[Task instructions]
Will you format each line of the records below as a Markdown table with the columns Row and Line, numbering the rows and skipping blank lines? Leave the pictures out of the table.

Dataset excerpts on object pointing
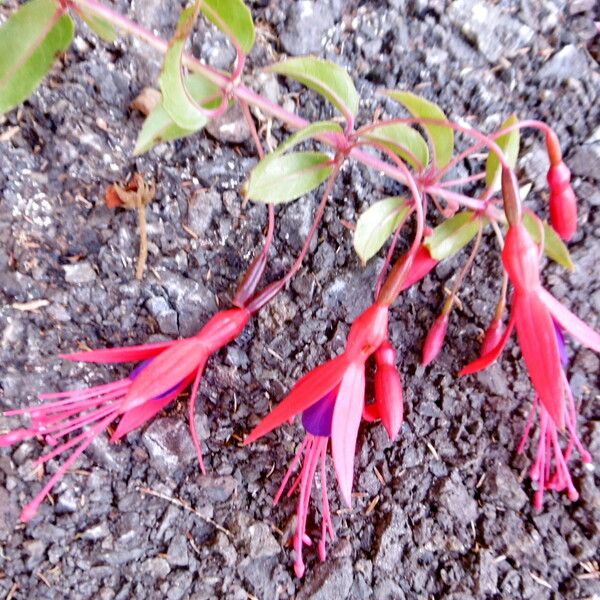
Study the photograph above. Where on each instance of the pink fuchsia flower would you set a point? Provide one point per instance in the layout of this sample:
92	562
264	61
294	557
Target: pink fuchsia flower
533	313
167	369
550	470
331	400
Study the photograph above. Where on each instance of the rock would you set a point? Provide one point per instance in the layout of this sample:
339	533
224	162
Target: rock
201	207
331	580
305	26
177	554
454	497
495	34
165	316
389	548
501	485
568	63
170	446
231	127
487	574
586	160
157	567
81	272
217	489
262	542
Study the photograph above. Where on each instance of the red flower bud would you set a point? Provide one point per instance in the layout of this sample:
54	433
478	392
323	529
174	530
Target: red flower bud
492	337
388	390
423	263
563	203
435	339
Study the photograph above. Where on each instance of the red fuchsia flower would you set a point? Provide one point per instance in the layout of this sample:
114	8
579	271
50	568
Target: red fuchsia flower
533	313
331	400
168	368
550	469
389	397
563	202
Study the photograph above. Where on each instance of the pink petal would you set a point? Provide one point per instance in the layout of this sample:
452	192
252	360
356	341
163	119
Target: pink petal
537	339
144	412
483	362
121	354
167	370
344	426
308	390
574	325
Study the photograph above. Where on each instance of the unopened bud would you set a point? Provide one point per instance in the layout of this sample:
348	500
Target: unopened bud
563	202
435	339
423	263
511	196
493	335
388	390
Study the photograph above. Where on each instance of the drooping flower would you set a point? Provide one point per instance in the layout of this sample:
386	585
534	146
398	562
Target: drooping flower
331	400
533	313
550	469
167	369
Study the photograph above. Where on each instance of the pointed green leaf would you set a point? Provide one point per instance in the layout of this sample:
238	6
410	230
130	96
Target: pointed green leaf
509	144
30	42
324	77
442	138
281	178
103	28
402	140
452	235
311	131
376	225
234	19
554	247
159	127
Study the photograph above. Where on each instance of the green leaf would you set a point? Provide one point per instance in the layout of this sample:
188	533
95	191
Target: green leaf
234	19
554	247
281	178
442	138
452	235
324	77
178	100
509	144
30	41
311	131
404	141
103	28
376	225
159	127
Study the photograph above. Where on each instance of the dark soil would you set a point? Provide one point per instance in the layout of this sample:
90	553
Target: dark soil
454	517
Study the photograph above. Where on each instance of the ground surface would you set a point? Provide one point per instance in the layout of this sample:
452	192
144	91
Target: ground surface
453	519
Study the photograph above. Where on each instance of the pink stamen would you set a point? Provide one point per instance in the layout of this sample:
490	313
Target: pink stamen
31	509
550	469
192	417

[Task result]
| Row | Line |
|---|---|
| 1 | Study the photograph above. Where on each instance of the pink fuchsia flower would you set a point? Provide one point per instance in the layout of this sample: |
| 2 | 92	562 |
| 3 | 264	61 |
| 4 | 294	557 |
| 5 | Target: pink fuchsia flower |
| 6 | 533	313 |
| 7 | 167	369 |
| 8 | 550	470 |
| 9 | 331	400 |
| 10 | Study the photograph above. Where on each instance of the rock would you set a point? Provide one point per instance in the layout of this sample: |
| 11 | 339	533 |
| 12 | 224	162 |
| 13 | Target: rock |
| 14 | 201	207 |
| 15 | 331	580 |
| 16 | 305	26 |
| 17 | 177	554 |
| 18 | 454	497 |
| 19 | 495	34 |
| 20 | 165	316 |
| 21 | 389	548 |
| 22 | 501	485 |
| 23 | 568	63 |
| 24 | 170	446 |
| 25 | 231	127 |
| 26 | 487	574 |
| 27 | 586	160 |
| 28 | 157	567 |
| 29 | 81	272 |
| 30 | 217	489 |
| 31 | 262	542 |
| 32 | Study the photograph above. Where on each instance of the red flower bud would you set a point? Provide one point per instance in the layout of this sample: |
| 33 | 54	433 |
| 34 | 478	392 |
| 35 | 323	529 |
| 36 | 174	530 |
| 37 | Target: red flower bud |
| 38 | 492	337 |
| 39 | 388	390 |
| 40 | 423	263 |
| 41 | 563	203 |
| 42 | 435	339 |
| 43 | Study the photograph above. Where on each instance of the red fuchsia flower would you set a point? Provide one point per instance in the layout of this sample: |
| 44 | 114	8 |
| 45 | 579	271 |
| 46 | 50	568 |
| 47 | Target: red fuchsia flower |
| 48 | 533	313 |
| 49 | 331	400 |
| 50 | 168	368 |
| 51 | 550	469 |
| 52 | 389	397 |
| 53 | 563	202 |
| 54 | Study the photograph above. Where on each instance of the pink petal would you set a point? Provide one point per instance in the layout of this sample: |
| 55 | 452	192 |
| 56 | 252	360 |
| 57 | 356	341 |
| 58 | 163	119 |
| 59 | Target: pink petal |
| 60 | 537	339 |
| 61 | 144	412 |
| 62 | 483	362 |
| 63 | 121	354 |
| 64 | 167	370 |
| 65 | 344	426 |
| 66 | 308	390 |
| 67 | 574	325 |
| 68 | Study the photograph above. Where on each instance of the unopened bud would you set a point? Provide one point per instance in the layout of this sample: |
| 69 | 348	500 |
| 70 | Target: unopened bud |
| 71 | 563	202 |
| 72 | 435	339 |
| 73 | 423	263 |
| 74 | 511	196 |
| 75 | 493	335 |
| 76 | 388	390 |
| 77 | Study the photograph above. Where on each instance of the drooping flower would you set a point? Provide one point per instance in the layout of this sample: |
| 78 | 386	585 |
| 79 | 534	146 |
| 80 | 398	562 |
| 81 | Target: drooping flower |
| 82 | 331	400 |
| 83 | 533	313 |
| 84 | 550	469 |
| 85 | 167	369 |
| 86 | Study the photograph above. Where on each instance of the pointed green leaf would you set a point? Provide one point per instance in the layout of this sample: |
| 87 | 238	6 |
| 88 | 410	230 |
| 89 | 130	96 |
| 90 | Target: pointed green leaf |
| 91 | 509	144 |
| 92 | 30	42 |
| 93 | 324	77 |
| 94 | 442	138 |
| 95 | 281	178 |
| 96 | 103	28 |
| 97 | 402	140 |
| 98 | 452	235 |
| 99 | 311	131 |
| 100 | 376	225 |
| 101 | 234	19 |
| 102 | 554	247 |
| 103 | 159	127 |
| 104 | Study the photograph above. Where on each instance of the green leaf would you set a point? Provide one point per instance in the layout of this sample: |
| 105 | 188	533 |
| 106 | 95	191 |
| 107 | Target: green leaf |
| 108 | 234	19 |
| 109 | 554	247 |
| 110 | 281	178 |
| 111 | 442	138 |
| 112 | 452	235 |
| 113 | 324	77 |
| 114 | 178	100 |
| 115 | 509	144 |
| 116 | 30	41 |
| 117 | 311	131 |
| 118 | 404	141 |
| 119 | 103	28 |
| 120 | 376	225 |
| 121 | 159	127 |
| 122 | Study the photograph above. Where on each instance of the dark soil would you set a point? Provide one point per instance in the layout of this sample: |
| 123 | 90	553 |
| 124 | Target: dark soil |
| 125 | 454	517 |
| 126 | Study the photograph above. Where on each instance of the ground surface would you set a point? Provide one point per instance in the layout of this sample: |
| 127 | 452	192 |
| 128 | 144	91 |
| 129 | Target: ground surface |
| 130 | 453	519 |
| 131 | Study the photograph above. Where on each instance of the pink stamen would you set a point? Provide one point per instance in the layout of this sample: |
| 132 | 490	313 |
| 133 | Target: pink stamen |
| 134 | 31	509 |
| 135 | 550	469 |
| 136 | 192	417 |